Show every line below that contains the string "background", matching case exactly.

++++ Exercise data ++++

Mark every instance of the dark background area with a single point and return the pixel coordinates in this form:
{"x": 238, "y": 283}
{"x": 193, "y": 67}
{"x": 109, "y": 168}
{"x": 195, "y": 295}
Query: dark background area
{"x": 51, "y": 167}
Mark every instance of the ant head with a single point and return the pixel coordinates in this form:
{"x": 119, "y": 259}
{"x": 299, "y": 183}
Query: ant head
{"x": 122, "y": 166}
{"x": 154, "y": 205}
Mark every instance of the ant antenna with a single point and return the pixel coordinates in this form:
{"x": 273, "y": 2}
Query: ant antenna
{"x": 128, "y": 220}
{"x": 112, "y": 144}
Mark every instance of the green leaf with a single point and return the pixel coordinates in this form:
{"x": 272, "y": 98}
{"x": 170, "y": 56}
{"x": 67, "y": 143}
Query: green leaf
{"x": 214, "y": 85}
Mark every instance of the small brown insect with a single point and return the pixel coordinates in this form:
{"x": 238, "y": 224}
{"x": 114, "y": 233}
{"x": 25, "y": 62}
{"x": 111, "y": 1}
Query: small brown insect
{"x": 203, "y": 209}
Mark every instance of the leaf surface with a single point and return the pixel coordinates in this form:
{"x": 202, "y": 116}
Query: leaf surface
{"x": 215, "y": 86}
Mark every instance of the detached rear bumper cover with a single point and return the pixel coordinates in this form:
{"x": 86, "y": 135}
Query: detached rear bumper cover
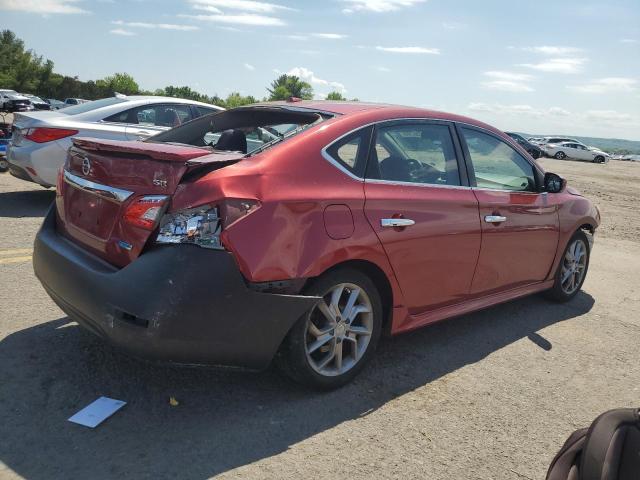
{"x": 182, "y": 303}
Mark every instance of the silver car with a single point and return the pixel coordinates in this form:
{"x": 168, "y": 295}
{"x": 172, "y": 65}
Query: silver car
{"x": 41, "y": 139}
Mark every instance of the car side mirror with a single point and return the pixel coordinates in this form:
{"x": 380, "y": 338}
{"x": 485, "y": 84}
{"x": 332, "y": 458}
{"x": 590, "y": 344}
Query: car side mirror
{"x": 554, "y": 183}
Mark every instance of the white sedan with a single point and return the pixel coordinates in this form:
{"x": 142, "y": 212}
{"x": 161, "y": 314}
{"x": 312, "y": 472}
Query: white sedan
{"x": 41, "y": 139}
{"x": 576, "y": 151}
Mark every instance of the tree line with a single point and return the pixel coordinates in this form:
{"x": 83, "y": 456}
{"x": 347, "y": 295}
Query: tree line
{"x": 24, "y": 71}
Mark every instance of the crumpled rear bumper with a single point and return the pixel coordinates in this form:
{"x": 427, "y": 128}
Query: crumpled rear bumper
{"x": 181, "y": 303}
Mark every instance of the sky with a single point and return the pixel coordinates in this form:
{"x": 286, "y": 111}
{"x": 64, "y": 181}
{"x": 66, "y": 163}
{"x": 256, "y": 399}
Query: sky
{"x": 545, "y": 67}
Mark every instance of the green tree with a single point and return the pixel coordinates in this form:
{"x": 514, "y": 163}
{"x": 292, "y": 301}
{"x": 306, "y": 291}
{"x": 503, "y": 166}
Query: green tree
{"x": 19, "y": 68}
{"x": 335, "y": 96}
{"x": 234, "y": 99}
{"x": 286, "y": 86}
{"x": 118, "y": 83}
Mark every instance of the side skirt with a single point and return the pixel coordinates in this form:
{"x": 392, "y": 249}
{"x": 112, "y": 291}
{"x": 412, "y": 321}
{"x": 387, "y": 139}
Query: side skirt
{"x": 443, "y": 313}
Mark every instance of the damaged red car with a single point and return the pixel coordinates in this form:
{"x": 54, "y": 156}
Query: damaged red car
{"x": 301, "y": 231}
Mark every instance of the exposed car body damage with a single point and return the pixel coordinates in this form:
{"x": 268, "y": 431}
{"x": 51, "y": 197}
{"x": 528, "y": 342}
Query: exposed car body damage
{"x": 262, "y": 224}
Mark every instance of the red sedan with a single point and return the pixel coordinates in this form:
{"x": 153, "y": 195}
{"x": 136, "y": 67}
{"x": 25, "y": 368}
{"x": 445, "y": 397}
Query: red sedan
{"x": 301, "y": 231}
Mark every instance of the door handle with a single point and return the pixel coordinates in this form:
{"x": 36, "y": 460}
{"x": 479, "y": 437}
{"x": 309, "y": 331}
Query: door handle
{"x": 494, "y": 219}
{"x": 396, "y": 222}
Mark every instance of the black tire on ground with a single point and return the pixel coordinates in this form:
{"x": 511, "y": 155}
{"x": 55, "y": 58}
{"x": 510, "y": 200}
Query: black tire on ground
{"x": 292, "y": 358}
{"x": 557, "y": 293}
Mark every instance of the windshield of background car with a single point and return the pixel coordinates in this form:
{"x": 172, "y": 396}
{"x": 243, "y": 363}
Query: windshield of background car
{"x": 247, "y": 130}
{"x": 88, "y": 106}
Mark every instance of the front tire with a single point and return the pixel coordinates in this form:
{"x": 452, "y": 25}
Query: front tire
{"x": 572, "y": 270}
{"x": 332, "y": 342}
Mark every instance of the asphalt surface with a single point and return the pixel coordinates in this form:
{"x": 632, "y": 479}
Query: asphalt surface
{"x": 491, "y": 395}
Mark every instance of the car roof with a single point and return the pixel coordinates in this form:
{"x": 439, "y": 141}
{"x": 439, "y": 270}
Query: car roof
{"x": 394, "y": 111}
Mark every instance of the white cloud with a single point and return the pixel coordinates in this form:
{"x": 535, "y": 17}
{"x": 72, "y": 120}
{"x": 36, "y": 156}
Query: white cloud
{"x": 43, "y": 7}
{"x": 607, "y": 85}
{"x": 160, "y": 26}
{"x": 559, "y": 112}
{"x": 413, "y": 50}
{"x": 123, "y": 32}
{"x": 241, "y": 19}
{"x": 505, "y": 109}
{"x": 553, "y": 50}
{"x": 557, "y": 65}
{"x": 609, "y": 116}
{"x": 515, "y": 77}
{"x": 453, "y": 25}
{"x": 507, "y": 86}
{"x": 508, "y": 81}
{"x": 301, "y": 38}
{"x": 214, "y": 6}
{"x": 329, "y": 36}
{"x": 378, "y": 6}
{"x": 308, "y": 76}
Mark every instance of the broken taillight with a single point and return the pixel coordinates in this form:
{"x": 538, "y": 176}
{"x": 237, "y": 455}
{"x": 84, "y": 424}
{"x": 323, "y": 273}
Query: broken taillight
{"x": 45, "y": 134}
{"x": 145, "y": 212}
{"x": 203, "y": 225}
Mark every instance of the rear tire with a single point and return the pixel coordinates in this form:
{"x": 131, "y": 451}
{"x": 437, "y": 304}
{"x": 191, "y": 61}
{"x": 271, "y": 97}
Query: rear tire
{"x": 572, "y": 269}
{"x": 331, "y": 343}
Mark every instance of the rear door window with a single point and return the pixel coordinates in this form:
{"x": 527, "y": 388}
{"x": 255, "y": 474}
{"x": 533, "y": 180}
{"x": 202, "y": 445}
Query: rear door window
{"x": 167, "y": 115}
{"x": 414, "y": 153}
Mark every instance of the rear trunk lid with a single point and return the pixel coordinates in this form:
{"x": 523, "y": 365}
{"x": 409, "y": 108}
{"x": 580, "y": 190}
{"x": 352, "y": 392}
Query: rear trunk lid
{"x": 102, "y": 178}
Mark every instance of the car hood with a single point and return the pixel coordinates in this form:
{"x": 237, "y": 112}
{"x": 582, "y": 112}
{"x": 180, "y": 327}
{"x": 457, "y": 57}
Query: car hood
{"x": 30, "y": 119}
{"x": 574, "y": 191}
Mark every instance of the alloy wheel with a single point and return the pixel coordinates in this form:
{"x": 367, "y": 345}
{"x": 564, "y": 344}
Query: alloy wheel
{"x": 339, "y": 330}
{"x": 574, "y": 266}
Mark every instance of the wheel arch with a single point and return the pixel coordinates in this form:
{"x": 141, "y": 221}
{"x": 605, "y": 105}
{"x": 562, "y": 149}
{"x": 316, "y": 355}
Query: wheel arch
{"x": 379, "y": 279}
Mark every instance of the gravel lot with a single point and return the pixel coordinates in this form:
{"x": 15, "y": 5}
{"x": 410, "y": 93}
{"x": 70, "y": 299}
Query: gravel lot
{"x": 490, "y": 395}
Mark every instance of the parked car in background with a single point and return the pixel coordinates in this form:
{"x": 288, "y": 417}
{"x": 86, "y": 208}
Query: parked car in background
{"x": 4, "y": 165}
{"x": 546, "y": 140}
{"x": 41, "y": 139}
{"x": 534, "y": 150}
{"x": 4, "y": 97}
{"x": 37, "y": 102}
{"x": 74, "y": 101}
{"x": 576, "y": 151}
{"x": 201, "y": 253}
{"x": 16, "y": 103}
{"x": 55, "y": 104}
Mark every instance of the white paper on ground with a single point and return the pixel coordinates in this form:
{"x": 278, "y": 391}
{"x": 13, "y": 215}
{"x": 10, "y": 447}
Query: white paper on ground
{"x": 95, "y": 413}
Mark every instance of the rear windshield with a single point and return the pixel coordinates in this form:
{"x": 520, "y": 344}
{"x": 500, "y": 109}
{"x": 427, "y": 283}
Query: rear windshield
{"x": 88, "y": 106}
{"x": 246, "y": 130}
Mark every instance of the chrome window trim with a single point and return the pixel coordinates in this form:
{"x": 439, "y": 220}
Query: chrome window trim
{"x": 345, "y": 170}
{"x": 507, "y": 191}
{"x": 112, "y": 194}
{"x": 416, "y": 184}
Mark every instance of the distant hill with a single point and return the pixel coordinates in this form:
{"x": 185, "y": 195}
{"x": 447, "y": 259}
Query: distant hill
{"x": 609, "y": 145}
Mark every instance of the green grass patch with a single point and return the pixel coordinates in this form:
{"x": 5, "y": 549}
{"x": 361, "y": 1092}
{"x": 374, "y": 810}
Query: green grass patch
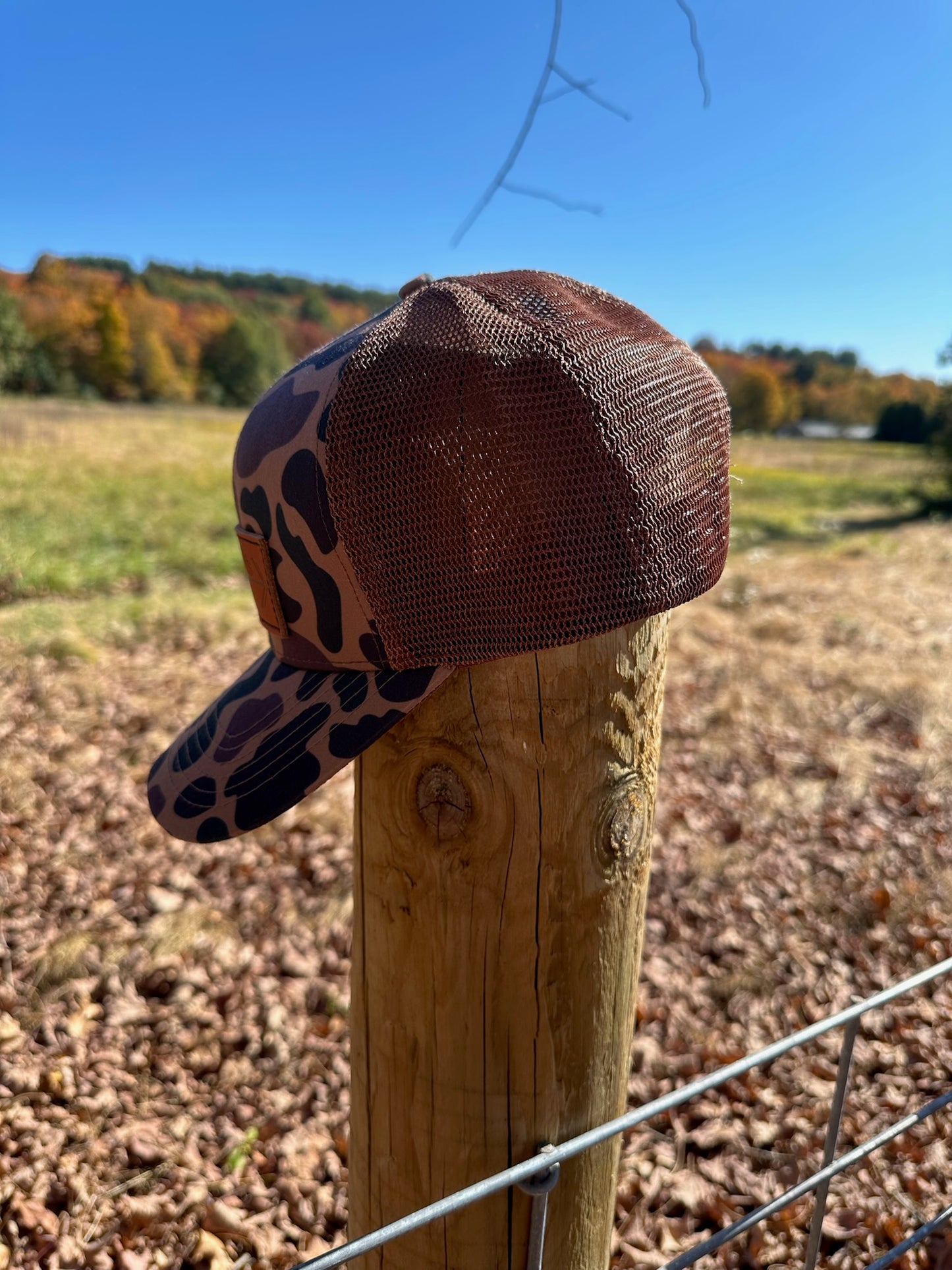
{"x": 164, "y": 619}
{"x": 108, "y": 500}
{"x": 810, "y": 490}
{"x": 116, "y": 522}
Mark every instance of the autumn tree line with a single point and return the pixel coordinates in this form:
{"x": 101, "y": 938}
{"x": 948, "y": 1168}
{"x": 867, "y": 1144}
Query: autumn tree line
{"x": 96, "y": 327}
{"x": 770, "y": 386}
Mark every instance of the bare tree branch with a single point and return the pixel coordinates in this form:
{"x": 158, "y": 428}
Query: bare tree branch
{"x": 563, "y": 92}
{"x": 532, "y": 192}
{"x": 694, "y": 40}
{"x": 571, "y": 84}
{"x": 584, "y": 86}
{"x": 538, "y": 100}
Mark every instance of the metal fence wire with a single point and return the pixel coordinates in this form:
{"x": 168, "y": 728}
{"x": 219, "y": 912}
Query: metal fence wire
{"x": 538, "y": 1174}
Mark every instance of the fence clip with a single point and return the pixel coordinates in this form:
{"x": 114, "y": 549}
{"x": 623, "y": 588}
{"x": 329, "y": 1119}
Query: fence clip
{"x": 540, "y": 1185}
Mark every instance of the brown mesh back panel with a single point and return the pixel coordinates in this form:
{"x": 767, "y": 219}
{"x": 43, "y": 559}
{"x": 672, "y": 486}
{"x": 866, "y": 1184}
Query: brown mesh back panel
{"x": 518, "y": 460}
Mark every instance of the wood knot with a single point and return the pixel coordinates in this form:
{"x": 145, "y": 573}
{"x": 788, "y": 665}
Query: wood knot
{"x": 443, "y": 800}
{"x": 626, "y": 826}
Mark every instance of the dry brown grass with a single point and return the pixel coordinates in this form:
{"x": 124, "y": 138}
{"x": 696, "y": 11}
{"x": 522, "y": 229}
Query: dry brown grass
{"x": 169, "y": 1010}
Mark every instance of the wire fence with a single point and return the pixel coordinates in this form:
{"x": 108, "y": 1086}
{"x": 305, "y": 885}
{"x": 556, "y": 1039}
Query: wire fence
{"x": 530, "y": 1172}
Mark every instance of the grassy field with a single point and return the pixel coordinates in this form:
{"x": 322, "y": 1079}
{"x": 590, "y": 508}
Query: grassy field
{"x": 173, "y": 1018}
{"x": 127, "y": 513}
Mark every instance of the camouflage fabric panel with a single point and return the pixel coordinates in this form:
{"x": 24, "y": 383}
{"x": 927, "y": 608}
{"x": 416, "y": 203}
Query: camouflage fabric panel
{"x": 271, "y": 738}
{"x": 281, "y": 490}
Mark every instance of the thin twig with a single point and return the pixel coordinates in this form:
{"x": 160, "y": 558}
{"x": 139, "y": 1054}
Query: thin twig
{"x": 571, "y": 84}
{"x": 522, "y": 134}
{"x": 532, "y": 192}
{"x": 694, "y": 40}
{"x": 584, "y": 86}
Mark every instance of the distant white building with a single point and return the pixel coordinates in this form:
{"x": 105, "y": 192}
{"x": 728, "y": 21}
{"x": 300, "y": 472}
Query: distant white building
{"x": 822, "y": 430}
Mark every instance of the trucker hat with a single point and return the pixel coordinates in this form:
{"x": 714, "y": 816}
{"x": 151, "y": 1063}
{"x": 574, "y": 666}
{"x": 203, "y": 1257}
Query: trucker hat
{"x": 497, "y": 464}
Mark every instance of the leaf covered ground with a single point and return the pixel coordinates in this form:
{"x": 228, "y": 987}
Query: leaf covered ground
{"x": 173, "y": 1018}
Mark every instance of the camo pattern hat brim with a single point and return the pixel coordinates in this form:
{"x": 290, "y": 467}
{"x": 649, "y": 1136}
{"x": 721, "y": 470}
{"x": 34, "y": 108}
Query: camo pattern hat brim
{"x": 497, "y": 465}
{"x": 273, "y": 737}
{"x": 324, "y": 691}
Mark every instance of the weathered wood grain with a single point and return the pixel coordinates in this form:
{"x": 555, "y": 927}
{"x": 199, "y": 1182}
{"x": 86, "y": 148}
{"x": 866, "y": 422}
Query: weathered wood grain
{"x": 501, "y": 859}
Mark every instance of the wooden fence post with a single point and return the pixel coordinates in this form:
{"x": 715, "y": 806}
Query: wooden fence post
{"x": 501, "y": 849}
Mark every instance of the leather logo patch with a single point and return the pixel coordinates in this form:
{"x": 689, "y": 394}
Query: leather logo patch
{"x": 260, "y": 574}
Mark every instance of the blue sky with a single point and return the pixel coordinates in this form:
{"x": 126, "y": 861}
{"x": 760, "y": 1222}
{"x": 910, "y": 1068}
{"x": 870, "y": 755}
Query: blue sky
{"x": 810, "y": 204}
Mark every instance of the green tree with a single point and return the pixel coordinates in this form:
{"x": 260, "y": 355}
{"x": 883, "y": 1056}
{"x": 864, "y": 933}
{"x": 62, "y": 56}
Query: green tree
{"x": 315, "y": 308}
{"x": 242, "y": 361}
{"x": 14, "y": 342}
{"x": 903, "y": 420}
{"x": 757, "y": 400}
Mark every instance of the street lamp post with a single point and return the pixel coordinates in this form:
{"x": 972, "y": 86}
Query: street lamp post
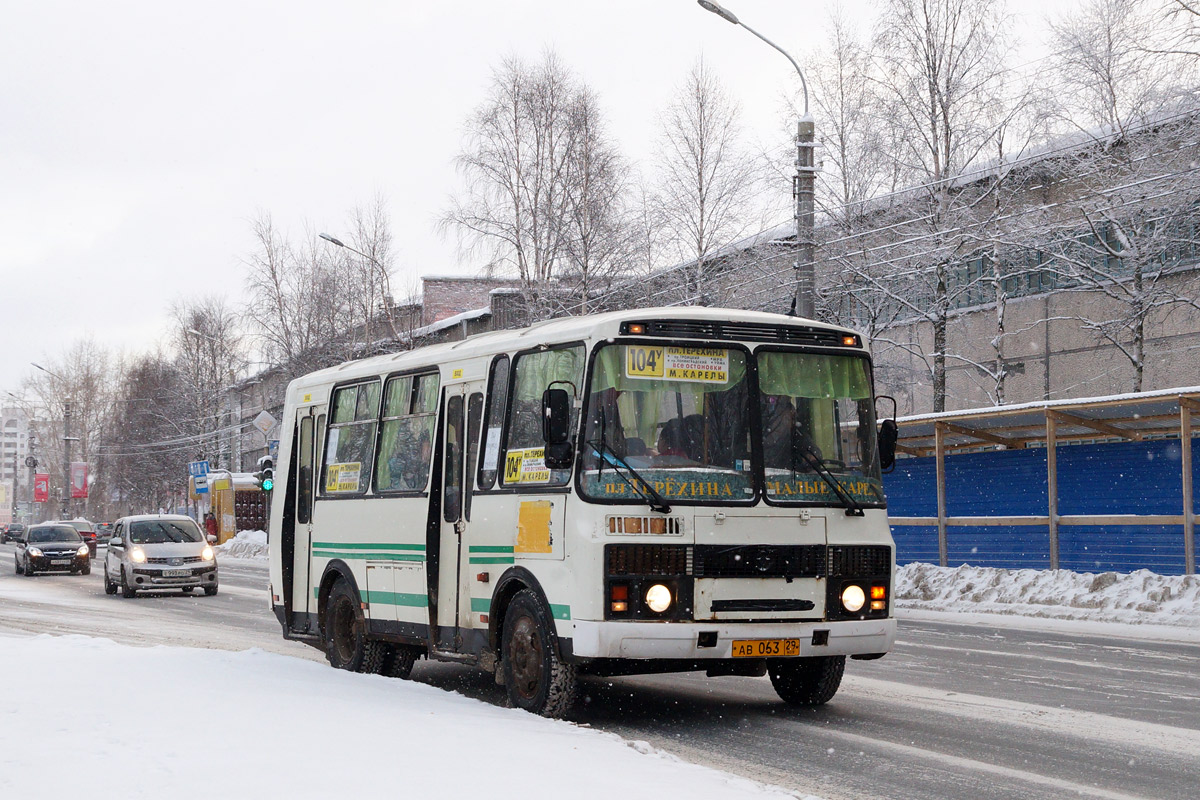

++++

▶ [The solution]:
Mark every instance of the dark background area with a single point and return the pixel coordinates in this form:
Query: dark background area
Mark every instance of the windshield of background car with a single point and return the pixel coordinates in this form:
Query: windshield of background car
Mark every instance of the parked car in background with a single point and return the pixel coordinates in this form:
Query: parked car in background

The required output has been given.